Je pensais arriver en basse-saison et n'y passer que deux ou trois jours, mais il y a longtemps que les saisons n’ont plus aucune importance sur la planète Singapour. L’auberge pour backpackers où je pensais atterrir affiche complet, les trois autres de la rue aussi (à moins de dormir en dortoir, mais franchement…). Je finis par dégotter un motel pour voyageurs de commerce chinois où je paie cher un couloir d'1m50 de large sans fenètre.
Pas question de passer quatre jours là-dedans. Je dois quand même pouvoir trouver mieux, et me met immédiatement en chasse. C’est effarant: tous les hôtels sont complets, depuis la pension indienne jusqu’au méga-complexe pour groupes japonais. Je marche des kilomètres, en m’éloignant du centre, et finis à la tombée de la nuit et mort de fatigue à dégotter pour une petite fortune une chambre malodorante à l’hygiène douteuse en périphérie de Little India. Mais au moins je peux déballer mon sac et me retourner.
Il n’y a rien à faire à Singapour que gagner de l’argent, et le dépenser. L’activité principale est donc le shopping, ou plutôt le lèche-vitrine, le long de l’avenue principale, Orchard Road. Evidemment, pas question de copies ni de piratage ici. Je ne savais pas qu’il existait autant de marques de luxe, de prêt-à-porter, de sous-vêtements, de parfums, de bijoux, de montres, qui toutes, à ce qu’on pourrait croire, utilisent les mêmes deux ou trois photographes et les mêmes mannequins. Tout est effroyablement cher, au moins autant qu'en Europe.
Authentique: on ne trouve pas de chewing-gums à Singapour, ils sont interdits a la vente, afin que personne ne s’avise d’en jeter un seul par terre.
Si Singapour a eu une âme un jour, ce qui est certain, il y a longtemps qu’elle est morte et que ne reste qu’un cadavre plastifié, désinfecté, repeint et verni. Une enveloppe vide.
La vie a été définitivement exclue de Singapour - beaucoup trop salissante, nauséabonde, antihygiénique. Le fric a pris sa place. Au milieu des années 80, le marché flottant et ses centaines de barques a été supprimé pour des motifs de salubrité publique. Les milliers de personnes qui vivaient au bord du fleuve ont été chassées comme de la vermine, leurs maisons transformées en restaurants, bars, appartements de standing. Le dernier quai a avoir été «nettoyé» vient d’«ouvrir», comme on ouvre un parc d’attraction ou une grand magasin. On y trouve des bars au design épuré - tous les bars de Singapour sont design - des restaurants chics à thème, des boîtes hype pour golden boys et bling-bling girls. Mais Singapour a franchi une nouvelle étape en recouvrant carrément tout le quartier de gigantesques structures en forme de parapluie, un énorme chapiteau de métal et de plastique qui recouvre les immeubles et remplace le ciel. On a l’impression d’être dans une bulle, sur une autre planète, dans une cité-hologramme sur Mars, où il ne pleut jamais et où même l’air est artificiel.

• [EXTRAITS DE DONNÉES]:
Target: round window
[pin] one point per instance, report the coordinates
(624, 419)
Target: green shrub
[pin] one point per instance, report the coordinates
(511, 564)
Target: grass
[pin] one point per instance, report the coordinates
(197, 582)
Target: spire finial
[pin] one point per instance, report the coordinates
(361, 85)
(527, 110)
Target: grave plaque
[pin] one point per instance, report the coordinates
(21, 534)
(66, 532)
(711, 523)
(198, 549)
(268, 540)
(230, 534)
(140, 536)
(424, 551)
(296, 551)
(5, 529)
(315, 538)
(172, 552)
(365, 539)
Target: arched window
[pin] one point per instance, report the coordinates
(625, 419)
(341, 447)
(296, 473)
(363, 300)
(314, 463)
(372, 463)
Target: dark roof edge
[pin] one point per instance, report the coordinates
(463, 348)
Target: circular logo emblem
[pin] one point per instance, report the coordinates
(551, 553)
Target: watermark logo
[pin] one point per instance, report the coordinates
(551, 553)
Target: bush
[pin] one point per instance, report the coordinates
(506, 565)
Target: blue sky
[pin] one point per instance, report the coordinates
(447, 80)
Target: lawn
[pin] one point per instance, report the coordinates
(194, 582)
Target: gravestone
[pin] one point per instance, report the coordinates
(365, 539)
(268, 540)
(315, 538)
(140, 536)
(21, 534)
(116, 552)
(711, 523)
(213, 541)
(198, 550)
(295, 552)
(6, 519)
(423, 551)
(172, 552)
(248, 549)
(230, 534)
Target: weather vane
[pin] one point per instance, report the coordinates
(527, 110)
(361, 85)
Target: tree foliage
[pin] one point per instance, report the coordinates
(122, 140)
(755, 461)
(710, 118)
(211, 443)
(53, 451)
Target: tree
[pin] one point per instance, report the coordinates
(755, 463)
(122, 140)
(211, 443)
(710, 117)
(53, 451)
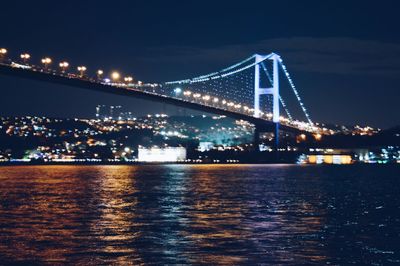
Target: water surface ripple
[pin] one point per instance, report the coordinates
(204, 214)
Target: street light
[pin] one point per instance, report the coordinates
(81, 70)
(25, 57)
(46, 61)
(3, 52)
(128, 79)
(99, 74)
(63, 65)
(115, 76)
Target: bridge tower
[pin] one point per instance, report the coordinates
(274, 90)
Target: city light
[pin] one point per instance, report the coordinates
(25, 57)
(128, 79)
(115, 75)
(81, 70)
(64, 65)
(178, 90)
(46, 61)
(99, 74)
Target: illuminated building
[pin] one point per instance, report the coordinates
(167, 154)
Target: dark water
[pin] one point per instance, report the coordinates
(129, 215)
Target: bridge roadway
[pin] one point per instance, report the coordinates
(262, 125)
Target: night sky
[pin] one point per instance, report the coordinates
(344, 56)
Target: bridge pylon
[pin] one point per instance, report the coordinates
(274, 90)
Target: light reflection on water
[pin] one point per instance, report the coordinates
(204, 214)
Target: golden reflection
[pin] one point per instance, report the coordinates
(222, 216)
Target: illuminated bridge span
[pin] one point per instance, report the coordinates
(248, 90)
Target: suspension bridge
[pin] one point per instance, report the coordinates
(248, 90)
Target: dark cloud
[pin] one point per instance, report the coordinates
(344, 56)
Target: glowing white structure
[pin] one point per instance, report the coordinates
(167, 154)
(274, 91)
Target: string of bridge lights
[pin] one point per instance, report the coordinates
(223, 74)
(240, 89)
(280, 97)
(295, 92)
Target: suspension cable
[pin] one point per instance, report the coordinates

• [VOTRE OBJECTIF]: Dans le texte sur Singapour, pourquoi la vente de chewing-gums est-elle interdite ? Ces items proviennent d'une autre source.

• [RÉPONSE PROPOSÉE]: Elle est interdite afin que personne ne s'avise d'en jeter un seul par terre.